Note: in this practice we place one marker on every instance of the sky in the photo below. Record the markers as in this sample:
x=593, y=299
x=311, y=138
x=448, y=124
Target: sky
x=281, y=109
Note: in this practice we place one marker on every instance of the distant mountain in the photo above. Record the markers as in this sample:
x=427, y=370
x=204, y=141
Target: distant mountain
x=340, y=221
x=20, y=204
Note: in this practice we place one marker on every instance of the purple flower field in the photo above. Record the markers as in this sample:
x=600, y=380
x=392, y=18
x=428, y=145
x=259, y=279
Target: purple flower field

+++

# WHAT THIS TASK INVOLVES
Render all the data above as a Markdown table with two columns, Number and Entry. Give each line its own row and skip blank lines.

# SOLUTION TO THE PROBLEM
| Number | Entry |
|---|---|
| 1 | Note: in this practice we place one marker on every instance of the sky in the photo below. Record the markers as in this sample: |
| 2 | x=593, y=299 |
| 3 | x=311, y=138 |
| 4 | x=448, y=124 |
| 5 | Target: sky |
| 6 | x=281, y=109 |
| 7 | Note: in this practice we place one marker on every instance of the distant mountain in the photo above. Record the markers as in this sample: |
| 8 | x=427, y=370 |
| 9 | x=204, y=141 |
| 10 | Target: distant mountain |
| 11 | x=340, y=221 |
| 12 | x=20, y=204 |
| 13 | Note: in this practice we place one marker on every instance of the purple flower field in the photo above. Record the markers as in this sample: |
| 14 | x=600, y=380 |
| 15 | x=392, y=18 |
| 16 | x=428, y=145 |
| 17 | x=259, y=279 |
| 18 | Target: purple flower field |